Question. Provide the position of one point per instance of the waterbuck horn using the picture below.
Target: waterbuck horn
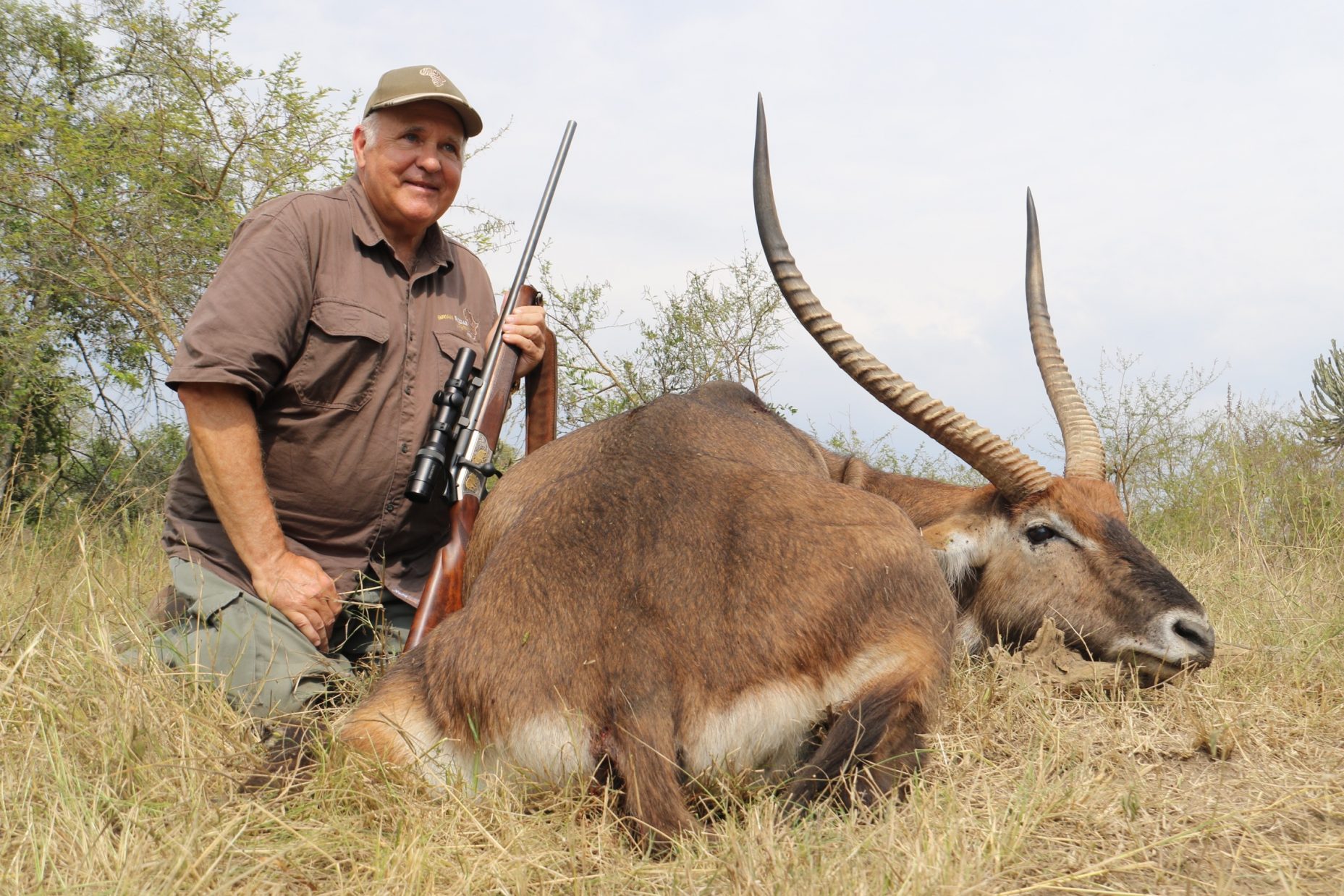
(1083, 456)
(1015, 475)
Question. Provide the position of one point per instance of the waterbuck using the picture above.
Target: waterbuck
(696, 586)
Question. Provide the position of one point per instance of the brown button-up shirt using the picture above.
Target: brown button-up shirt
(342, 351)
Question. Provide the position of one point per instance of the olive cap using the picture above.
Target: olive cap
(401, 86)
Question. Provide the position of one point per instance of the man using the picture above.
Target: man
(308, 373)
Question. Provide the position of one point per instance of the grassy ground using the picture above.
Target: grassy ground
(127, 779)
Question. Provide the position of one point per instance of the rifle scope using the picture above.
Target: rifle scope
(439, 441)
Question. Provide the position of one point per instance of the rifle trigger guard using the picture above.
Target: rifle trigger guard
(475, 466)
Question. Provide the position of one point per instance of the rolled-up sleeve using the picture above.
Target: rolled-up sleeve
(249, 326)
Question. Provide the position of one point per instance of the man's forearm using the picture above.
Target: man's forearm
(227, 449)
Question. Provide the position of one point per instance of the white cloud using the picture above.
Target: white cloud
(1184, 160)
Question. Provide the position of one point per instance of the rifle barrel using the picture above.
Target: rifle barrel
(472, 414)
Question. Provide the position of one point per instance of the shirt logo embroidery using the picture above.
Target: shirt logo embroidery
(468, 324)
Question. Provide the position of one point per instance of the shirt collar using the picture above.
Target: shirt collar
(436, 249)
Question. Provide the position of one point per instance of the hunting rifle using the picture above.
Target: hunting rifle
(464, 431)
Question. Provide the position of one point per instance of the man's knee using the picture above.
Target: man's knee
(263, 662)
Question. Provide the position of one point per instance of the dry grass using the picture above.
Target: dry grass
(125, 779)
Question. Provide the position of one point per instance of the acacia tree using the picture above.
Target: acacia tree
(724, 326)
(131, 145)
---*---
> _Task_: Everything in the material above should be reproduced exactly, except the pictures.

> _Written response_:
Question. Provide the position of one point per instance of the waterbuck horn using the picture below.
Target: waterbuck horn
(1083, 456)
(1015, 475)
Question. Provide the position of one point per instance of the waterbuck using the picture above.
Target: waterbuck
(696, 586)
Question. Provide the position of one point per instance of the brown button-up shirt using the picture above.
Target: brown button-up shirt
(342, 351)
Question. Provide the position of one point per instance of the olive cap using the picture above.
Target: olive cap
(401, 86)
Question. Provide the position of one point per instance of the man using the picture above.
Target: man
(308, 373)
Question. Provide the position of one point per instance of the grassy ground using the picture above.
Target: grassy ground
(127, 779)
Question. Provide the position of one point per instance of the rifle scope using the picture above.
Target: rifle scope
(439, 441)
Question. Provide the position of one point per instance of the rifle trigger guard using the picture above.
Target: rifle trigger guard
(475, 466)
Question. Provide the position of one point per instance of the rolled-up sleeve using the picture above.
Target: rolled-up sleeve
(249, 326)
Question. Provide the position of one point per instance of the man's forearm using the picture above.
Target: man's forearm
(227, 449)
Question. Provide the position of one point per instance of the white cloud using the picture above.
Target: white cloud
(1184, 160)
Question. Provide the position of one point per instance of the rifle barrel using the picture above.
Target: rifle barrel
(472, 414)
Question. Provide the position of one point per instance of the shirt logo embroidery using the picture above.
Target: shirt logo embroidery
(468, 324)
Question. Provide the position of one point per instance of the shirt collar using the picture above.
Target: shirt collar
(436, 249)
Question. Provide the position of one point per instance of the hunting rifle using the picture above.
Target: hunting rifle
(464, 431)
Question. Provide the position of one point per instance of the man's knee using the picture above.
Target: man's knee
(263, 662)
Question. Provide the position of one point per instance of the dry grass using the picture above.
Target: dry grass
(125, 779)
Question. Provide the position of one point per instance of the acacia tree using the picture above.
Target: acacia tree
(724, 326)
(131, 145)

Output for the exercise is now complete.